» **Selection**:

↓↓↓

Stuart Lancaster's England appeared to suffer a crisis of confidence during their World Cup games Photo: REUTERS
So much for English confidence. But then again, maybe they were faking it. I was in the stands to watch their disintegration, part physical, part mental, in the final excruciating minutes against Wales the week before. Could every England player really have been that sure of themselves after such a bruising defeat, facing an Australian team fresh from winning the southern hemisphere’s coveted Rugby Championship? Perhaps. Or maybe self-doubt had crept in but they decided to subscribe to the Davina McCall blueprint for confidence.
The former Big Brother host, was, together with Ennis-Hill, Mumsnet founder Justine Roberts and YouTube personality Alfie Deyes, on the same panel as Bragg. McCall is not an obvious candidate for self-doubt, but speaking with impressive candidness, she talked about her own teenage issues with a chronic lack of confidence. Her remedy was to act as if she really were confident. Fake it, she advised. If you’re not confident, teach yourself to project confidence instead and eventually you might end up believing it.
Fake it to make it: Davina McCall admits to suffering from low confidence as a teenager Photo: Andrew Crowley
Mahatma Gandhi seemed to be saying something similar when he reflected, “Man often becomes what he believes himself to be. If I keep on saying to myself that I cannot do a certain thing, it is possible that I may end by really becoming incapable of doing it. On the contrary, if I have the belief that I can do it, I shall surely acquire the capacity to do it even if I may not have it at the beginning.”
Roger Uttley, a former England rugby coach, offered advice to the incumbent, Stuart Lancaster, via an interview with The Telegraph between the Wales and Australia games. “You have got to get over things quickly,” he said. “Stuart has to look the part in terms of his body language. It is tough to do that but important. Players feed off it.” Lancaster did put on a brave face, but he had already admitted to being “absolutely devastated” following the loss to Wales. Hardly the sort of message to be sending down from on high. The scoreline worsened against Australia and this time Lancaster was “absolutely gutted.”

↑↑↑

» **Set tasks**:
(1) Repeat word for word the part of the article on England's rugby confidence starting with "The former Big" and going on through "up believing it.".
(2) Pick up the article on England's rugby confidence after its final sentence and keep writing it.

» **Data segment**:
↓↓↓

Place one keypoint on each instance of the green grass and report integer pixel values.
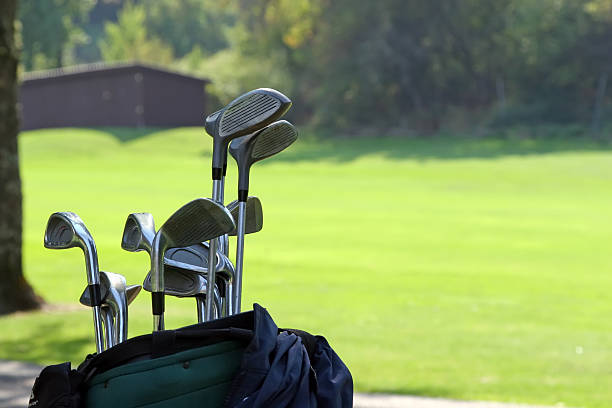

↑↑↑

» **Expected answers**:
(1)
The former Big Brother host, was, together with Ennis-Hill, Mumsnet founder Justine Roberts and YouTube personality Alfie Deyes, on the same panel as Bragg. McCall is not an obvious candidate for self-doubt, but speaking with impressive candidness, she talked about her own teenage issues with a chronic lack of confidence. Her remedy was to act as if she really were confident. Fake it, she advised. If you’re not confident, teach yourself to project confidence instead and eventually you might end up believing it.

(2)
Just how critical confidence is in sport had already been spelt out in an ITV interview given by Warren Gatland ahead of his side’s thrilling victory over the English. England have more money, more fans, more players – yet still Wales won. “When are you at your best?” Gatland was asked. “When I'm under a bit of pressure. It's always been my biggest challenge often with the Welsh players to keep building on that confidence and that self-belief that they are good enough to compete with the best teams in the world and they're good enough to go out there and win.”
Gatland was then asked what was the one quality he had as a player that has never left him. “Self-belief,” came the reply. Together with greater skill and fitness, what Wales demonstrated in those final frantic minutes was a core belief that they could still win a game that seemed lost at half-time. The players aped the confidence of their coach.
In the eye of the storm: Wales coach Warren Gatland Photo: AFP
During the recent Ashes summer, Sky Sports ran a series of programmes profiling some of cricket’s greatest stars of the past. Listening to Glenn McGrath speak about his record-breaking career, it was immediately obvious how pivotal self-belief was to his success. Just like the Welsh rugby team, confidence was welded onto ability, in his case onto his metronomic accuracy with the ball.
“The biggest battle I ever had when I was bowling out in the middle was with myself,’ he said. “And if I won that battle the rest was pretty easy. It's about having a bit of mongrel in you. You've got to be aggressive.” His two main strengths, he said, were that accuracy and a little bit of bounce. Then he added: “And just self-belief.” Interviewed for the same profile, McGrath’s former new ball partner, Jason Gillespie, reflected: “I don't think anyone came close to believing in their own ability as much as Glenn McGrath.”
Confidence is essential in politics too. It’s something that David Cameron projects so effectively that it is rarely, if ever, questioned in profiles of the Prime Minister. Despite his pledge to end “Punch and Judy politics" when he became leader, he has often been forthright and confrontational at the despatch box and exudes an air of watertight self-confidence that borders on a sense of entitlement. To what extent this is contrived, we don’t know, but much of it may have its roots in an elite public school education at Eton.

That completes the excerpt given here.